··· SOURCE INFORMATION

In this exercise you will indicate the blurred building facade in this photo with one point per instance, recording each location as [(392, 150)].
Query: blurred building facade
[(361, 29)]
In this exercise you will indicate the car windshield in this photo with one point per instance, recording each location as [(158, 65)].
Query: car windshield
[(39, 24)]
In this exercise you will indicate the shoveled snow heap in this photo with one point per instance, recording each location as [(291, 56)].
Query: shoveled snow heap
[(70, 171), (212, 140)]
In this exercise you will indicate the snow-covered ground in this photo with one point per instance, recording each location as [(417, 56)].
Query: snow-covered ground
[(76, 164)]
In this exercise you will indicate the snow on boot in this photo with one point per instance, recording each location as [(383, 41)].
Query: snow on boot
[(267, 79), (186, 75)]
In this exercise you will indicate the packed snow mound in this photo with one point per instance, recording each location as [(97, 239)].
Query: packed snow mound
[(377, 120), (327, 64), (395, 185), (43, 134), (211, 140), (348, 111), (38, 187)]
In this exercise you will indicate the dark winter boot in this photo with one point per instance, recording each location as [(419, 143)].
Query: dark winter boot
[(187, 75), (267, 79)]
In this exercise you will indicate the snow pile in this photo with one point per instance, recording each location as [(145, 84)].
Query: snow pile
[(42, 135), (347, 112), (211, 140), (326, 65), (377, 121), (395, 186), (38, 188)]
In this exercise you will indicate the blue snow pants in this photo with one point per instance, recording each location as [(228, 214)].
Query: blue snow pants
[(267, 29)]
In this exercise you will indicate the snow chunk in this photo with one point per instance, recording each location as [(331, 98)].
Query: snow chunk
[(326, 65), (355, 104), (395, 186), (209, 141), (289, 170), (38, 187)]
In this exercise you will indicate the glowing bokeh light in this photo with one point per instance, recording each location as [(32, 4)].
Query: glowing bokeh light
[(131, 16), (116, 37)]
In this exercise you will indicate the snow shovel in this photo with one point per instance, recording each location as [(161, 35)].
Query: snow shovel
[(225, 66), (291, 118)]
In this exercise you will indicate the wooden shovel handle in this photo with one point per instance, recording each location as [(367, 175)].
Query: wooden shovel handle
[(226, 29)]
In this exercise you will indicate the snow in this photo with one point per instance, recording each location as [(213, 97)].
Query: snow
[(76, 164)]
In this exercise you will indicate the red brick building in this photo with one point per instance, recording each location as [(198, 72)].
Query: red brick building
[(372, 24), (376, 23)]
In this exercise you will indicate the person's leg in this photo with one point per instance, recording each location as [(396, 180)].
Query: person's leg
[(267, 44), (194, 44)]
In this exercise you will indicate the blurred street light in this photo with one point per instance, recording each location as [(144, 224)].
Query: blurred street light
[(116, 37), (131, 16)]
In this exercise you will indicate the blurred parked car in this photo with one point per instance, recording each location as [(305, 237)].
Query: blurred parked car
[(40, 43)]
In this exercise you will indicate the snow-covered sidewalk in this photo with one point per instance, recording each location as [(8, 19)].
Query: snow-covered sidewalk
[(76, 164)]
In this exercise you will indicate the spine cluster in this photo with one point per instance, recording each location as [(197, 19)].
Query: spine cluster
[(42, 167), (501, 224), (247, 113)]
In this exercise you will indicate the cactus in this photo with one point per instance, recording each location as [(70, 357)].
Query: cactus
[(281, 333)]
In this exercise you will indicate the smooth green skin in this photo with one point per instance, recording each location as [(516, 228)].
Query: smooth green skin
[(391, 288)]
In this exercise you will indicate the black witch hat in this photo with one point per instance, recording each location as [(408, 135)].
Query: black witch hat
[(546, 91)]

······
··· SOURCE INFORMATION

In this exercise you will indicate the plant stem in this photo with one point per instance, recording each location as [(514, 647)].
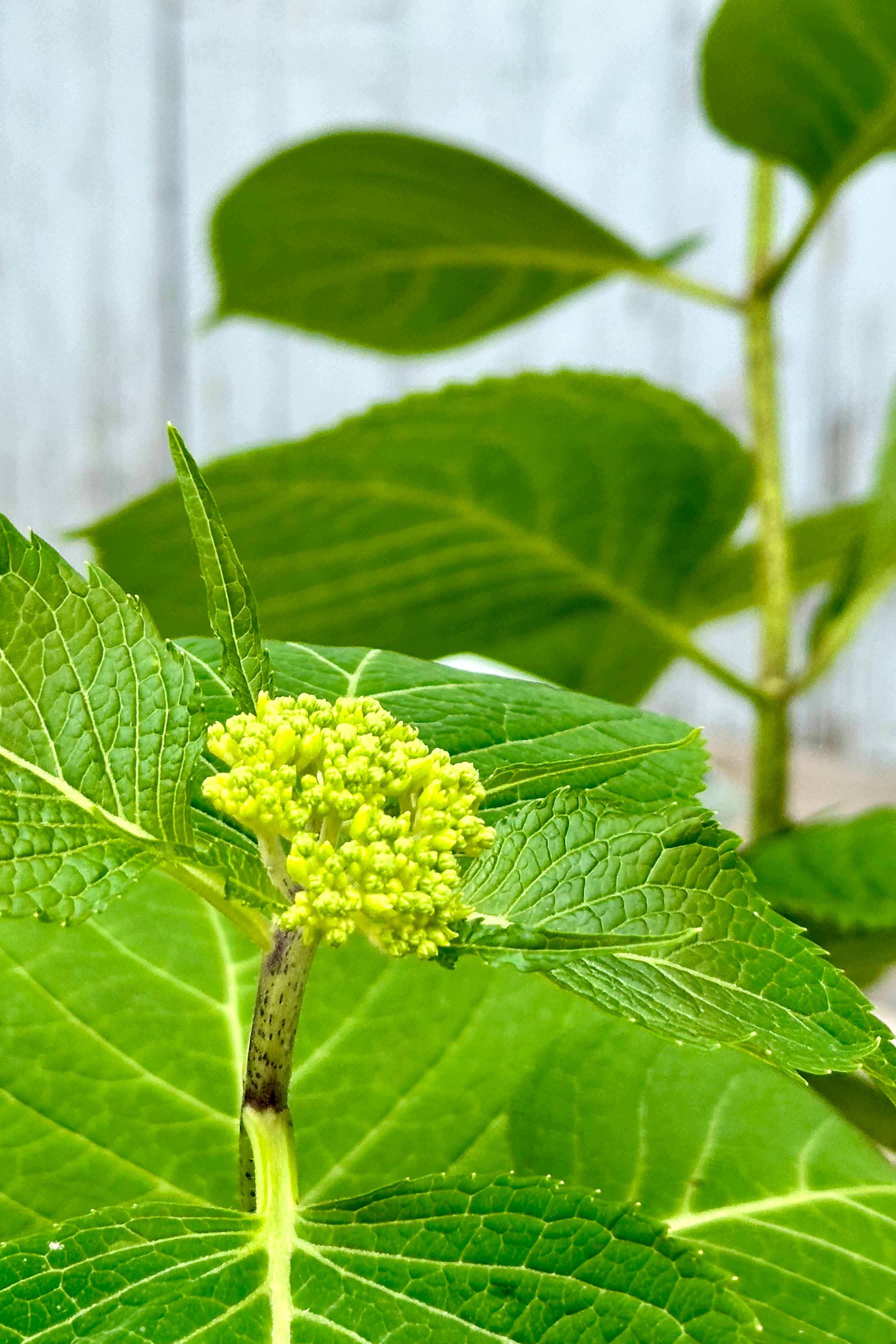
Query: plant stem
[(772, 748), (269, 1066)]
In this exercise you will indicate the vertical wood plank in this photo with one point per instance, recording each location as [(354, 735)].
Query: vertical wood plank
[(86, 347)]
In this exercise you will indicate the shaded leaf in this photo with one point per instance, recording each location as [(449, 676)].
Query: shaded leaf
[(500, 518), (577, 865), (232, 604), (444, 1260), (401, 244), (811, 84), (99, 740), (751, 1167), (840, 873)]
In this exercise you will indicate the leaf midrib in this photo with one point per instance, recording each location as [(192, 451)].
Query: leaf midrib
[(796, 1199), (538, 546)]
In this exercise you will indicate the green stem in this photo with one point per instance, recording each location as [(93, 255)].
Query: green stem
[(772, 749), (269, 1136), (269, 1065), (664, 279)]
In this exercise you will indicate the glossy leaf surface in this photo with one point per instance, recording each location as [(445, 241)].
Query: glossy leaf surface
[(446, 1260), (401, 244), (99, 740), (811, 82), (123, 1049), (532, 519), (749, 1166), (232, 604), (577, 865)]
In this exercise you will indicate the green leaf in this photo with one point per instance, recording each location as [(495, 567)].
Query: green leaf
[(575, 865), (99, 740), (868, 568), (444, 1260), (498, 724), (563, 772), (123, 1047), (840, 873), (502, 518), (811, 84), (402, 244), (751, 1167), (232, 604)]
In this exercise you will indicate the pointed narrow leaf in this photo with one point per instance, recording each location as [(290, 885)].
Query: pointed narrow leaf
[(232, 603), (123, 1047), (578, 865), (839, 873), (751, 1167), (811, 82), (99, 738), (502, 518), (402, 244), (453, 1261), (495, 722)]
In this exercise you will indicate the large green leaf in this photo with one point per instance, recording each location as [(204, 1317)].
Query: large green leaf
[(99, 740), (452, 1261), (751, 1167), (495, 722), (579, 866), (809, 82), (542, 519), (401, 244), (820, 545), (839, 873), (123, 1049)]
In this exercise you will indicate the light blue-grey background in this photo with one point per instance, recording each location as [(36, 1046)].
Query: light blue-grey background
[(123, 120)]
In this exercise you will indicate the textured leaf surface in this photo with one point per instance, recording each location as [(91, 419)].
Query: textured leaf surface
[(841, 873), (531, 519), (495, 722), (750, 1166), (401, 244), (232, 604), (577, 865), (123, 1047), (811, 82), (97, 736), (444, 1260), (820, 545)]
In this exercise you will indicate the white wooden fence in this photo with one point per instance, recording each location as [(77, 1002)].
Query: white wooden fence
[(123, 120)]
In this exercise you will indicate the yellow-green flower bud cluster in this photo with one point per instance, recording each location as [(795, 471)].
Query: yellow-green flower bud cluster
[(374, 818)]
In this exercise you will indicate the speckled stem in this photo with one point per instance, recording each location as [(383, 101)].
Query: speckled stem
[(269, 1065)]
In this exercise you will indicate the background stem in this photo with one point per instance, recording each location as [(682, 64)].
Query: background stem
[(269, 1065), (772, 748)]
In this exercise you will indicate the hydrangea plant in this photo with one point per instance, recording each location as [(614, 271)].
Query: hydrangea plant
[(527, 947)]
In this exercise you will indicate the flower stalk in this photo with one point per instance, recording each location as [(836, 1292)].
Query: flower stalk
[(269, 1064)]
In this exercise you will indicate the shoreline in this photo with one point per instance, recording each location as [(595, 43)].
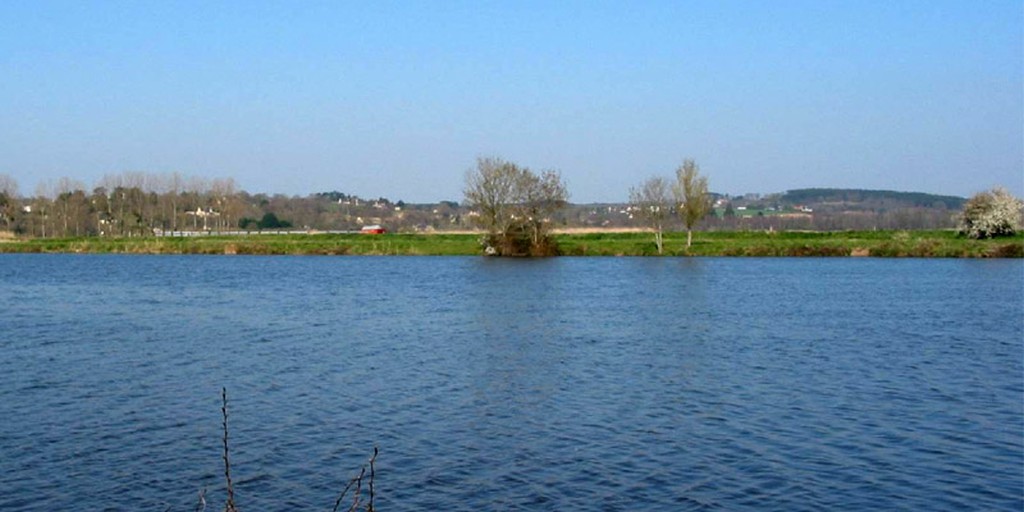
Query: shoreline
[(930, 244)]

······

### EXERCISE AIM
Above are the entries. Output exactly the lines beginning with the line that has "In this exercise you will indicate the snow on" and ending with the line that has "In this exercise you will indicate the snow pile".

### TASK RESPONSE
In this exercise you will indicate the snow on boot in this photo with one point per instance, recording each location as [(383, 41)].
Query: snow on boot
[(267, 79), (186, 75)]
In this exercise you will indicate the packed snow mound in this photo with one point per instance, recording each location as [(97, 239)].
Query: packed snow mound
[(377, 120), (327, 64), (395, 185), (43, 134), (211, 140), (348, 111), (38, 187)]
In this exercise you will indicate the dark winter boot in this photo with one point per instance, recording each location as [(419, 143)].
Query: dark winter boot
[(187, 75), (267, 79)]
In this exercise you will indicate the snow pile in this photo with one point per instance, recording each location as [(145, 84)].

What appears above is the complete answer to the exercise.